_RECORDS SHOWN_.

● ● ●

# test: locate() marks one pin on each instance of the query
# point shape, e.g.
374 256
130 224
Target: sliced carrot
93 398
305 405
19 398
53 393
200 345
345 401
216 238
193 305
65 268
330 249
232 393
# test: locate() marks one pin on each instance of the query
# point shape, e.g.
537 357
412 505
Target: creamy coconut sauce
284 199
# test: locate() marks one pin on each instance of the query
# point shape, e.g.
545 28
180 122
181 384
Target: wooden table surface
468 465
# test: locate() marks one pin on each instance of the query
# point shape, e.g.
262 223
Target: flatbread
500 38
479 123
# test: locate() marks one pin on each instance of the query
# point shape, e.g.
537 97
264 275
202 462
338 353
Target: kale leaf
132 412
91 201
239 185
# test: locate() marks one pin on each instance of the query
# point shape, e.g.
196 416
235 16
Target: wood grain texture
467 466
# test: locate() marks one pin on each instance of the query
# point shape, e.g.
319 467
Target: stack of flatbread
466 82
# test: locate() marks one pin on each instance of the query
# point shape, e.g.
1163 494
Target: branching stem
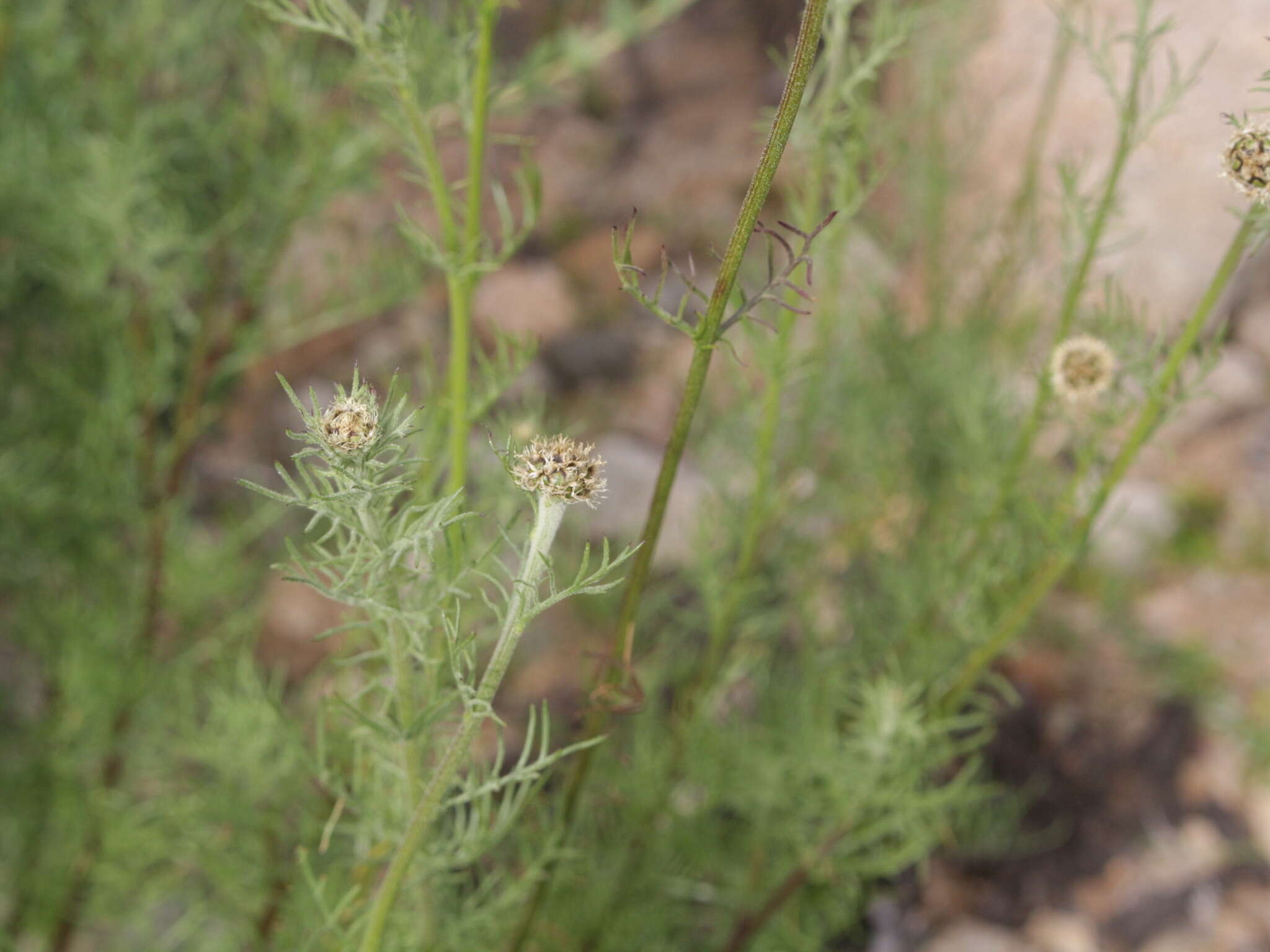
1052 570
705 339
546 522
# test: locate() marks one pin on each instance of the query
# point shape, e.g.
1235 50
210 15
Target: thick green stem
708 332
463 276
1053 569
706 338
477 710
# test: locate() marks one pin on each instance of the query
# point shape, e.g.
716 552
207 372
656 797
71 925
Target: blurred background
201 163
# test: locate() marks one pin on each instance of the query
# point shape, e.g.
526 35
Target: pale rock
1137 519
631 466
975 936
1054 931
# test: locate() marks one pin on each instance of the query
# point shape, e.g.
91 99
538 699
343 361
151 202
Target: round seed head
350 423
1246 162
1082 368
562 469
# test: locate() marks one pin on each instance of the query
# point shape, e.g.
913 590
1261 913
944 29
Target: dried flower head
351 421
562 469
1246 162
1082 368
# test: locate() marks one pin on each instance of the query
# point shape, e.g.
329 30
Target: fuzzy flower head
562 469
352 420
1246 162
1082 368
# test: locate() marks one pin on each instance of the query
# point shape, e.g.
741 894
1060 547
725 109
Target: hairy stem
1050 571
706 338
546 522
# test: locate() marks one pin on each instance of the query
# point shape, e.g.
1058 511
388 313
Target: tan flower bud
350 423
1082 368
562 469
1246 162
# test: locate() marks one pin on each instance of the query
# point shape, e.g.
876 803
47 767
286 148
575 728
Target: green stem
1093 242
399 662
705 340
546 522
708 332
463 276
1053 569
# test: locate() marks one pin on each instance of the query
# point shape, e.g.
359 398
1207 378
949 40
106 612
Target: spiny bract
1082 368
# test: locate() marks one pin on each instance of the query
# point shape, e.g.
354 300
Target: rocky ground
1146 832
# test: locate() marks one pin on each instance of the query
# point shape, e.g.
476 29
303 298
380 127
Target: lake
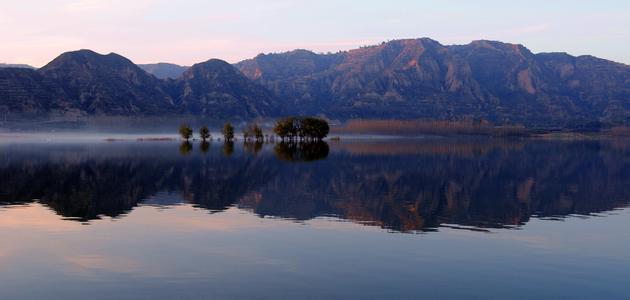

● ● ●

_GIVEN REQUEST_.
How many lines in the records above contain the word "flatbread"? Reply with the number only.

_RESULT OF THIS TASK_.
2